■ Supplied information:
⟨
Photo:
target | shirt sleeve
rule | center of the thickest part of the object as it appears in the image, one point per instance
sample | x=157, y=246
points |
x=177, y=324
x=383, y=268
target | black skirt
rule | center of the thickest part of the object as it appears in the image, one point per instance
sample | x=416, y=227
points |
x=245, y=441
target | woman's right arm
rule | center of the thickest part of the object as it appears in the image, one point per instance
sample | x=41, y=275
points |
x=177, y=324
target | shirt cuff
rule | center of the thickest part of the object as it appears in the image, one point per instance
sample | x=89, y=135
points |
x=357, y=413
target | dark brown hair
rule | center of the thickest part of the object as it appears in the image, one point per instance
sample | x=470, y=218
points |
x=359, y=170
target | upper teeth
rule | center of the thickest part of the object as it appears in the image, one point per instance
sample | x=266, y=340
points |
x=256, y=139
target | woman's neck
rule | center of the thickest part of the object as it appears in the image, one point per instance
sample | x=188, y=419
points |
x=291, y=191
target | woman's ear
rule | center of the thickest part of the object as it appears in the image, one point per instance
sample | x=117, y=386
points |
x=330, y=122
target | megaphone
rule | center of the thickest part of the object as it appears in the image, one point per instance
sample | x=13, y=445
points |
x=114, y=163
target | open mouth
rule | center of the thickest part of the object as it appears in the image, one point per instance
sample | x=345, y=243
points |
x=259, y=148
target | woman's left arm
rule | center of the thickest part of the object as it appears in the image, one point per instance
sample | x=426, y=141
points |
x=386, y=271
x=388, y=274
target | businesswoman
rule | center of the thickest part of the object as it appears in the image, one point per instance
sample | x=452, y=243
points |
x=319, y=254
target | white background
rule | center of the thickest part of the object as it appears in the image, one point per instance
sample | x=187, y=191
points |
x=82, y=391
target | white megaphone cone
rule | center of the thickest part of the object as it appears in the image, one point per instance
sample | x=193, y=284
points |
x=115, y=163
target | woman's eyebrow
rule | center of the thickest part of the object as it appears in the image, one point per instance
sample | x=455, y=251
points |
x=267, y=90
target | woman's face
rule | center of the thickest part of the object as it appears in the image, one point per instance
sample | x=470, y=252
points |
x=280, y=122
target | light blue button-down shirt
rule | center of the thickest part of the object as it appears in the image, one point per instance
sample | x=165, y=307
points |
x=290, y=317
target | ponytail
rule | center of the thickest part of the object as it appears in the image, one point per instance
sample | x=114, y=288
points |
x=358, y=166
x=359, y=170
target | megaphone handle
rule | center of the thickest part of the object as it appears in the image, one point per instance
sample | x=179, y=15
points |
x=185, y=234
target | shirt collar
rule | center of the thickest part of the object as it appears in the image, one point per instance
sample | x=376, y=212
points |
⟩
■ Goal of the exercise:
Rescale the answer coordinates in the items from the line containing "target | megaphone handle" down to the line containing "x=185, y=234", both lines included. Write out each of those lines in full, multiplying only the answer coordinates by 1.35 and rounding to whole numbers with halves rounded up, and leave the sample coordinates and all other text unchanged.

■ Response to the exercise:
target | megaphone handle
rule | center of the thickest part of the object as it appears in the image, one point per instance
sample | x=179, y=15
points |
x=250, y=316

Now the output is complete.